#### Data to examine

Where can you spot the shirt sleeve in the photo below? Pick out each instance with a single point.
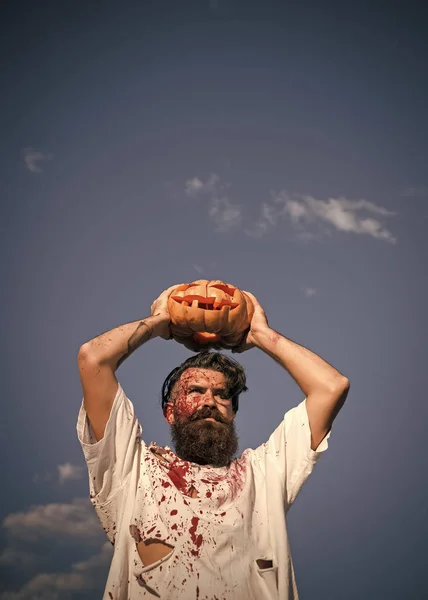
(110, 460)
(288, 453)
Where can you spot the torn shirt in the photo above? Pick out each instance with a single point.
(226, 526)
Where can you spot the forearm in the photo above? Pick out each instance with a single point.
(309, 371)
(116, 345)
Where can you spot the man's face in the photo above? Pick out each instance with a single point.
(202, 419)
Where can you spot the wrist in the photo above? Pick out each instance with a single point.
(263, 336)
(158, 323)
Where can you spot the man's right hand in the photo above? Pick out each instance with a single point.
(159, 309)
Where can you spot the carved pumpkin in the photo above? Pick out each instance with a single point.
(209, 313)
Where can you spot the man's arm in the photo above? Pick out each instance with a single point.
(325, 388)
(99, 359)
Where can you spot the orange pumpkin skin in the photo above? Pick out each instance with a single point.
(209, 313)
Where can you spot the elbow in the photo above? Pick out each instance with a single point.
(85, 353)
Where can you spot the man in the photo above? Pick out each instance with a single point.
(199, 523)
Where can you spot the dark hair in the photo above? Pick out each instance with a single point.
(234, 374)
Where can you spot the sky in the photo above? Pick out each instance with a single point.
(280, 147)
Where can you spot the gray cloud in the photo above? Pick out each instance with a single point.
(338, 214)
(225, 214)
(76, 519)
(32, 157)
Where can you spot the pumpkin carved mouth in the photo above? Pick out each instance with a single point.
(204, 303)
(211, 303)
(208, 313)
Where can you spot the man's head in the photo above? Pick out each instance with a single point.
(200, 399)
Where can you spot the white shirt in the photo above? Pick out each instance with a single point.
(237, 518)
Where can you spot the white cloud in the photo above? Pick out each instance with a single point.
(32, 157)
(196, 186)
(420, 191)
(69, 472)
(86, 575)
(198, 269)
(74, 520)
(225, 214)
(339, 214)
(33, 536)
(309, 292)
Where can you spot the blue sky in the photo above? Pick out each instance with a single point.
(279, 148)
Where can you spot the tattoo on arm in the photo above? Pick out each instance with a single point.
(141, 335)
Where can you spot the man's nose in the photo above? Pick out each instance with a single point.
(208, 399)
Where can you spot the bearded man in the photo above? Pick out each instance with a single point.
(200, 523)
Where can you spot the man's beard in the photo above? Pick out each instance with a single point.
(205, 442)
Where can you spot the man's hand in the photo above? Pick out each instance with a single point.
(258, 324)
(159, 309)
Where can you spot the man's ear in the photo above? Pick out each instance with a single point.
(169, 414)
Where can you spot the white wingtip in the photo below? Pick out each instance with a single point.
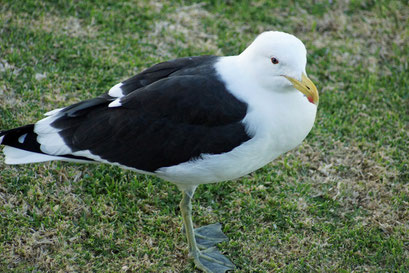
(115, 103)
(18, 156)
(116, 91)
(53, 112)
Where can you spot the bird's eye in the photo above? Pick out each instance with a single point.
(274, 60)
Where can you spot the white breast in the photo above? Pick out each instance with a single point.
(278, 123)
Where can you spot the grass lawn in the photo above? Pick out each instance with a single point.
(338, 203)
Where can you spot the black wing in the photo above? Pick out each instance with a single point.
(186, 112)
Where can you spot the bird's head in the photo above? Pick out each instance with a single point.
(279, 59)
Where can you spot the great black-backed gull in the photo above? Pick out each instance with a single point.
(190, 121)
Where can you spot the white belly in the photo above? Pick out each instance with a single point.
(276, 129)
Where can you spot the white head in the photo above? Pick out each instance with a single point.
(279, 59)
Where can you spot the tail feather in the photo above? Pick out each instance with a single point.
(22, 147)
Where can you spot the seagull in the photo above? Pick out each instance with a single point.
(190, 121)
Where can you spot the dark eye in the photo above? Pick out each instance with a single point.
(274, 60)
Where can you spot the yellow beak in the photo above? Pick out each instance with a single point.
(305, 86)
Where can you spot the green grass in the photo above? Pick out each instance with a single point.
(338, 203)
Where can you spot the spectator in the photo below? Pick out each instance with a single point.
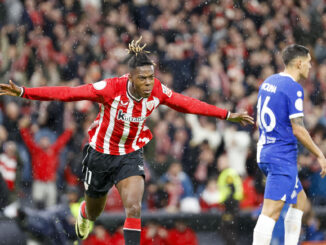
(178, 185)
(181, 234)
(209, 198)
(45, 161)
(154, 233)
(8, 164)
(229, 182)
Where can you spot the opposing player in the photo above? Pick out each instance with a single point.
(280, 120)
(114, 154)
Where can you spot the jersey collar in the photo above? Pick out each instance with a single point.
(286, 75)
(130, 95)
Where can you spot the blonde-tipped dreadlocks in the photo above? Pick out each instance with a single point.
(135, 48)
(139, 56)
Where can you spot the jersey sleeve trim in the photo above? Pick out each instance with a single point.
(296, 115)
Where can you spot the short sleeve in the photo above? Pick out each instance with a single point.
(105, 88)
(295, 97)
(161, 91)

########

* **What to produce**
Copy out the entries above in full and exactly, skipping every picture.

* **Your response**
Where can you spot the shirt sleeve in the photo below? Pick out each instance with a single point.
(110, 460)
(288, 453)
Where can you spot the torn shirt in the photo above? Pick out each instance with a single point.
(226, 526)
Where can you spot the forearm in the photo above? Pick out each instance with a single point.
(309, 371)
(116, 345)
Where can you spot the man's face in the photo above? Pick out each instance with a single point.
(202, 419)
Where can you spot the wrist in the photo above? Pick out each instance with a single point.
(263, 336)
(158, 323)
Where can you spot the man's right hand in the photo above? Pick out each instance with a single point.
(159, 309)
Where can you spot the carved pumpkin in the photo above? Pick out each instance with a single point.
(209, 313)
Where can you spot the man's arm in the photo above? Pick out each instance with a single point.
(325, 388)
(99, 359)
Where can you spot the orange pumpkin skin in the photo above? Pick out each instance with a single point.
(209, 313)
Where can you spot the elbow in the photo above? Pick out each instance with a single point.
(85, 353)
Where can you spot the man in the photo above? Pick out each instance with a single point.
(199, 523)
Where can you spot the dark hair in the photo above? Pick out each instance with a single point.
(234, 374)
Where can you spot the sky in the photo above? Pick out each instance with a single point.
(280, 147)
Where can you spot the gray cloud in the photo above? Pick out each instance with a single point.
(338, 214)
(225, 214)
(76, 519)
(32, 157)
Where can you spot the pumpkin carved mouth in the photo above? Pick out each instance with a single point.
(204, 303)
(211, 303)
(208, 313)
Where can you spot the man's head in the photo above? Pick out each instance with a single point.
(200, 399)
Where can you spot the white shirt in the photo above? Pick out each instance with a single point.
(237, 518)
Where can you spot the white cloud in the photo above? Pick out each instance with a single point.
(32, 157)
(196, 186)
(420, 191)
(69, 472)
(86, 575)
(198, 269)
(74, 520)
(225, 214)
(339, 214)
(33, 536)
(309, 292)
Where can you spot the blue sky in the photo above? Pick out each instance with a single point.
(279, 148)
Where can you spot the tattoo on arm in the photo above? Pick out each instance with a single point.
(141, 335)
Where can you spot the man's nose in the photo above? Pick out each instance with a single point.
(208, 399)
Where can you spot the bearded man in the photo above? Pick out each instance with a single point.
(200, 523)
Where can you spot the man's beard in the photo above? Pick out each instance with a single point.
(205, 442)
Where can you spot the man's hand in the photo above? Pick out each instance with a single point.
(258, 324)
(159, 309)
Where can you spot the man's ear in the photo above? Pick out each instance with a single point.
(169, 414)
Where can you spot the white wingtip in the photo below? Pick out each instance with a single point.
(115, 103)
(18, 156)
(116, 91)
(53, 112)
Where can you spot the bird's eye in the photo above? Pick out each instance with a single point.
(274, 60)
Where can you spot the white breast in the photo above? Pick out each instance with a single point.
(278, 123)
Where can you spot the grass lawn in the photo above? Pick out each instance with a single point.
(338, 203)
Where can you spot the black wing in the photo above? Pick out each instance with a single point.
(186, 112)
Where can you spot the bird's head in the photo above? Pick out each instance with a single point.
(279, 59)
Where can you spot the great black-backed gull in the photo above? Pick out each instance with a single point.
(190, 121)
Where can you spot the white belly in the photo above? Pick out each instance with a single point.
(276, 129)
Where can you spot the white head in the photo above? Pick out each instance with a single point.
(279, 59)
Where can you spot the tail feather in the photo above? Pick out each instance with a single point.
(22, 147)
Where can you spot the seagull in the photo above? Pick out each instance with a single point.
(190, 121)
Where can you spot the dark eye in the photo above? Pick out each instance with a single point.
(274, 60)
Where can you spot the yellow beak in the photo above? Pick out each instance with a single point.
(305, 86)
Where can you spot the green grass in the photo above? Pick out each instance with a single point.
(338, 203)
Where can you spot the spectator in the photo below? Pick out each instance with a single point.
(178, 185)
(181, 234)
(209, 198)
(45, 161)
(154, 233)
(8, 164)
(229, 182)
Where can you spot the opposing player in the photo above? Pick out each instance with a single point.
(280, 120)
(114, 154)
Where can you spot the jersey collar in the photo above? Pick out each instance with a single point.
(286, 75)
(130, 95)
Where can you spot the blonde-tipped dreadlocks in the photo above? Pick out each instance with a single point.
(135, 48)
(139, 56)
Where can you spot the jersey sleeve trim in the photo above? Pick out each instance with a single point.
(296, 115)
Where can you spot the short sleeve in the photo above? Pick out each instance with a single point.
(105, 88)
(295, 97)
(161, 91)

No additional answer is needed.